- SUPPLIED TEXT
____________
In this case, on the other hand, the primary mechanism is "people can't work/aren't going out and buying things". That's absolutely going to "go back to the way things were", in some sense. It's just a question of how long it will take, and how much damage will be dealt in the meantime. But it feels very different from those other ones, which could be good or bad.
Put differently, the GFC was like organ failure: things couldn't just heal, they had to be reworked and replaced. The current crisis is like a knife wound: the basic problem will heal on its own, but in the meantime you have to keep from bleeding out and hopefully avoid necrosis.
Once COVID-19 passes I would expect more of the same. For reasons that aren't entirely understood, inflationary effects of monetary stimulus are highly attenuated, at least for the average consumer, although they clearly contribute to the ever increasing wealth of top earners, not to mention financial assets. Who knows how long we can keep going down this road.
In the 1929 crash there was a run on the banks because there was no confidence in their survival. The world going to a wartime economy and increasing public spending reinvigorated things but it eventually caused high inflation in the US by the 1960's - one of those factors in the country's "1970 turning" in many policies. Fear of the balance sheet getting out of control again created the strategy of huge bailouts in the latter part of the 20th century, but a downside of doing it just through lending is the "crowding out" of those actors who aren't given bailouts - which in prior recent crashes were generally individual workers, homeowners and retail investors who just took it on the chin and were told to lower their expectations.
This time is different. The attention is on individuals and their problems, and I'm seeing an uptick in discussion of UBI and benefits beyond the existing trend. There isn't faith in this crisis being solved through the existing toolset.
We can’t go back to the way things were if the global supply chain is damaged or completely stopped. And that’s not even considering local businesses that may never come back after this is over.
____________
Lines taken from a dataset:

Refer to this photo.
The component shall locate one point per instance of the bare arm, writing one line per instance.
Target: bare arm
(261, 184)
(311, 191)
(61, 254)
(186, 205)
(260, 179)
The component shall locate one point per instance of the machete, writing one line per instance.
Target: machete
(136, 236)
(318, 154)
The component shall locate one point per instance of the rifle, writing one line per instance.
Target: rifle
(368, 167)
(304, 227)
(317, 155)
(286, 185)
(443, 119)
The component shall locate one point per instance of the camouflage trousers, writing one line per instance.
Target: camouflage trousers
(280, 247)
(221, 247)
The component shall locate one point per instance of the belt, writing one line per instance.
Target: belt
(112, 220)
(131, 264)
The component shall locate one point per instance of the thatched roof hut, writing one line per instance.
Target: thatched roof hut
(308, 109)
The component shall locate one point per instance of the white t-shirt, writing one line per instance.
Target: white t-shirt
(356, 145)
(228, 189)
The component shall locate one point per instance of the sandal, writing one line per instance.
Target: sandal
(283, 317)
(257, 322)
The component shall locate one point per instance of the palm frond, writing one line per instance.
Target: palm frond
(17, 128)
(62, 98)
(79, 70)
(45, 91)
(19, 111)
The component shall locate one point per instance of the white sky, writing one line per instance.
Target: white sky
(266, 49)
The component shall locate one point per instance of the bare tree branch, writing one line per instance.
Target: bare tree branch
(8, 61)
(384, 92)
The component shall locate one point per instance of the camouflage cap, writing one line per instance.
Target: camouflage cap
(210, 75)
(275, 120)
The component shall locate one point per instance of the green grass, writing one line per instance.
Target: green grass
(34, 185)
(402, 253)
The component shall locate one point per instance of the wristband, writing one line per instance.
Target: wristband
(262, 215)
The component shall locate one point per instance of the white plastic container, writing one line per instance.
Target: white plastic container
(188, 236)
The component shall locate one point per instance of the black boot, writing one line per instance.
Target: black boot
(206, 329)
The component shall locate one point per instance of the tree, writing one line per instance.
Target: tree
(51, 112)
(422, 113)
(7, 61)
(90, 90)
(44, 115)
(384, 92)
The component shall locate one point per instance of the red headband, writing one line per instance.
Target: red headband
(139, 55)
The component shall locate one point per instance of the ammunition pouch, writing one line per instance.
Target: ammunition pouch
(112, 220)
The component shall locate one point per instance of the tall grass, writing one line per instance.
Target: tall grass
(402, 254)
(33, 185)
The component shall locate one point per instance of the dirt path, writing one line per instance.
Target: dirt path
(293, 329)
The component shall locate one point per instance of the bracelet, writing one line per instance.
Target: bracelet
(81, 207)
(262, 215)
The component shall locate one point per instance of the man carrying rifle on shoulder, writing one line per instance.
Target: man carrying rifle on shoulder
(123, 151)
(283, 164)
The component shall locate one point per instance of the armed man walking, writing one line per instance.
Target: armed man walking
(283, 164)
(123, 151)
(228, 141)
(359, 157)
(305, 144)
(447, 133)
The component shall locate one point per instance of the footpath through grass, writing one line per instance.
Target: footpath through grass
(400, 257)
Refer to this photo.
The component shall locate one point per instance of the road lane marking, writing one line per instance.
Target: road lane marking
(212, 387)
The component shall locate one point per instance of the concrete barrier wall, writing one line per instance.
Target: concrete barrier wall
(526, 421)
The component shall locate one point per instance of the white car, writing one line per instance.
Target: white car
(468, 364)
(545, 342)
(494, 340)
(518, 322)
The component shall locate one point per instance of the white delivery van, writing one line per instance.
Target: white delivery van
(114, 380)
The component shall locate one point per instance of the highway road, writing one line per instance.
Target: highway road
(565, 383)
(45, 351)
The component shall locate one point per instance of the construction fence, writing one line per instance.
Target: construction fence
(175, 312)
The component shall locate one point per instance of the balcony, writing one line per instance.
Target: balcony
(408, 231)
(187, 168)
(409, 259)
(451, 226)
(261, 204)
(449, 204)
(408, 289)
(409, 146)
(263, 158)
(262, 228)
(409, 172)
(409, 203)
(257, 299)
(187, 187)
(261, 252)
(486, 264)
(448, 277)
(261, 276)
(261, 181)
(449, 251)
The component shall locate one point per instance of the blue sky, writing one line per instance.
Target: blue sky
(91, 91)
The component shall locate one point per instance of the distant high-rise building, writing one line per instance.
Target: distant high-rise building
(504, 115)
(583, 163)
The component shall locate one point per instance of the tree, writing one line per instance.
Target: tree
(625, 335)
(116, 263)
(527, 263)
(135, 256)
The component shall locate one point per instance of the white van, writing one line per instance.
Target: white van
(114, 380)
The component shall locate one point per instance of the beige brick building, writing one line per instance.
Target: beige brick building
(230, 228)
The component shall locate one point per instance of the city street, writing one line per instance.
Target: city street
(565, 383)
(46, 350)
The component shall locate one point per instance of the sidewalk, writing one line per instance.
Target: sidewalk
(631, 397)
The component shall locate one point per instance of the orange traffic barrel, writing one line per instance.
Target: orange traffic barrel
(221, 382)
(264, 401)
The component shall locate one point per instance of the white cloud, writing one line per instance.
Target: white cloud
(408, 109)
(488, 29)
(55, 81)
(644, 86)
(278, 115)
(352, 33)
____________
- WHAT TO PRODUCE
Write the next part of the comments on the COVID-19 downturn and earlier financial crises, picking up after their final sentence.

- RESULT
Public spaces on the other hand (retail, restaurants/bars, travel destinations), are just totally infeasible to make safe until things are fully over with. That's a serious cut to demand that just has to be waited-out.
China printed money in the past 10 years on a scale we've never before seen in history (300% Debt-to-GDP). They remain in a trade war with the US, are being blamed for the virus and their economy has shut down. Things aren't "going back to normal".
You claimed the the GFC and dotcom bust "revealed fundamental problems in the marketplace", but "In this case...the primary mechanism is "people can't work/aren't going out and buying things". That's..going to "go back to the way things were"
To which I explained to you there are fundamental issues with this as well, mainly the world's second largest economy is messed up, royally. What context did I miss?
https://www.washingtonpost.com/business/economy/corporate-de...
This to me is more akin to a natural disaster which wipes out large amounts of our economic infrastructure in the form of consumer spending. How do people and businesses bridge the gap? Businesses are already over-leveraged due to incredibly cheap debt. Some have good balance sheets and will survive, but many many will not. Most small businesses cannot survive 2 months without being in business, let alone 6. The solution can't be for them to take out loans which they'll never be able to pay off.
The thought that this is just an acute problem that will go away is wishful thinking. The effects will be further and wider than many of us can imagine right now.